• **Extract to read**:
_ _ _ _ _ _ _

Pounce is a Python ASGI server for Python 3.14+, with a worker model designed for
free-threaded Python 3.14t. It runs standard ASGI applications, supports streaming
responses, and gives you a clear upgrade path from process-based servers such as
Uvicorn.
Pounce's built-in HTTP/1.1 parser runs at ~3 us per request (7x faster than h11), its frozen configuration eliminates all locking overhead, and its rolling reload spawns new workers while draining old ones — zero dropped requests.
On Python 3.14t, worker threads share one interpreter and one copy of your app. On GIL
builds, Pounce falls back to multi-process workers automatically.
**Why people pick it:**
- **ASGI-first** — Runs standard ASGI apps with CLI and programmatic entry points
- **Free-threading native** — True thread parallelism with frozen immutable config (zero locks)
- **7x faster parsing** — Built-in HTTP/1.1 parser (~3 us/req) with full request smuggling protection
- **Four protocols** — HTTP/1.1, HTTP/2, HTTP/3 (QUIC), and WebSocket (including WS over H2)
- **Zero-downtime reload** — Rolling restart with generational worker swap, no dropped requests
- **Observable** — Typed lifecycle events, Prometheus metrics, OpenTelemetry, Server-Timing headers
- **Batteries included** — TLS, compression, static files, middleware, rate limiting, observability
- **Migration path** — Familiar CLI for teams moving from Uvicorn-style deployments
## Use Pounce For
- **Serving ASGI apps** — Tunable workers, TLS, graceful shutdown, and deployment controls
- **Free-threaded Python deployments** — Shared-memory worker threads on Python 3.14t
- **Streaming workloads** — Server-sent events, streamed HTML, and token-by-token responses
- **Teams migrating from Uvicorn** — Similar CLI shape with a different worker model
---
## Framework Compatibility
Tested in CI with 48 integration tests across every major ASGI framework:
| Framework | Status | Features Verified |
|-----------|--------|-------------------|
| **FastAPI** 0.135+ | Full | Routing, Pydantic validation, dependency injection, middleware, exception handlers, lifespan, WebSocket, streaming, OpenAPI schema |
| **Starlette** 1.0+ | Full | Routing, BaseHTTPMiddleware, lifespan with state, streaming, WebSocket, background tasks, exception handlers |
| **Django** 6.0+ | Full | Async views, URL routing, path params, JSON body, query params, middleware, error handling |
| **Litestar** 2.21+ | Core | Routing, dependency injection, middleware, lifespan, streaming, exception handlers. WebSocket: known routing issue |
Pounce achieves compatibility through correct ASGI 3.0 implementation — no framework-specific code or workarounds.

_ _ _ _ _ _ _

Data items:
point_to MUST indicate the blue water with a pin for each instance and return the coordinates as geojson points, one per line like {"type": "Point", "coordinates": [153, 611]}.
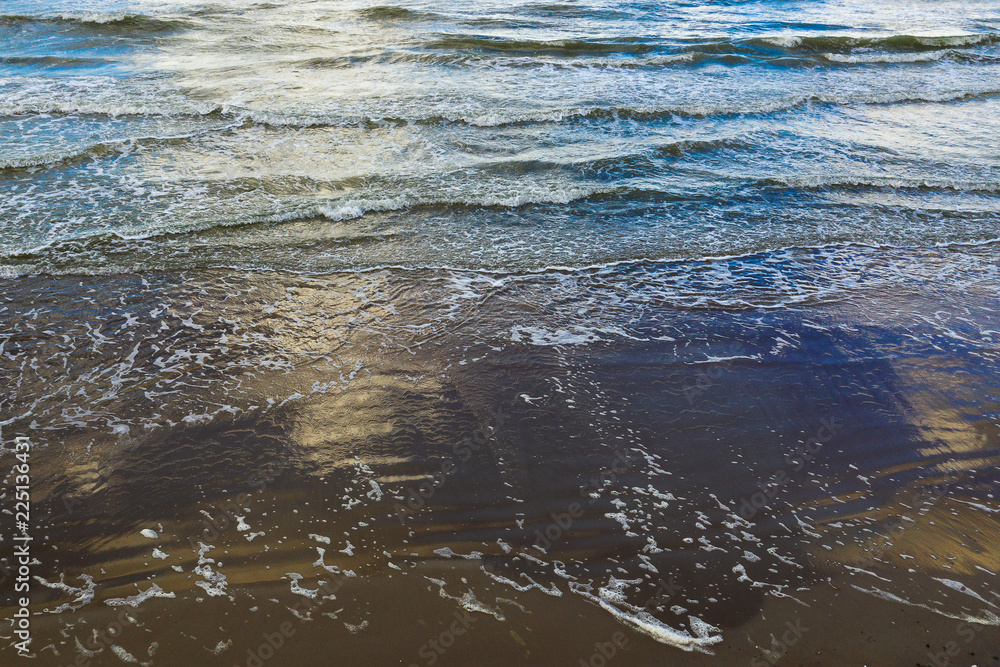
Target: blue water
{"type": "Point", "coordinates": [329, 240]}
{"type": "Point", "coordinates": [327, 135]}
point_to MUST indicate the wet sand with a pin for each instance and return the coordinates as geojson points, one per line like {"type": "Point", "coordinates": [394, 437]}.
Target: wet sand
{"type": "Point", "coordinates": [437, 468]}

_ _ _ _ _ _ _

• **Task requirements**:
1. Echo everything in the Pounce overview from "- **7x faster" down to "WS over H2)", word for word.
2. Duplicate all of the data rows verbatim, and omit the pictures from your answer.

• **Expected responses**:
1.
- **7x faster parsing** — Built-in HTTP/1.1 parser (~3 us/req) with full request smuggling protection
- **Four protocols** — HTTP/1.1, HTTP/2, HTTP/3 (QUIC), and WebSocket (including WS over H2)

2.
point_to MUST indicate the blue water with a pin for each instance and return the coordinates as geojson points, one per line like {"type": "Point", "coordinates": [153, 611]}.
Target: blue water
{"type": "Point", "coordinates": [329, 240]}
{"type": "Point", "coordinates": [327, 135]}
point_to MUST indicate the wet sand with a pin for each instance and return the coordinates as geojson points, one per line like {"type": "Point", "coordinates": [394, 437]}.
Target: wet sand
{"type": "Point", "coordinates": [437, 468]}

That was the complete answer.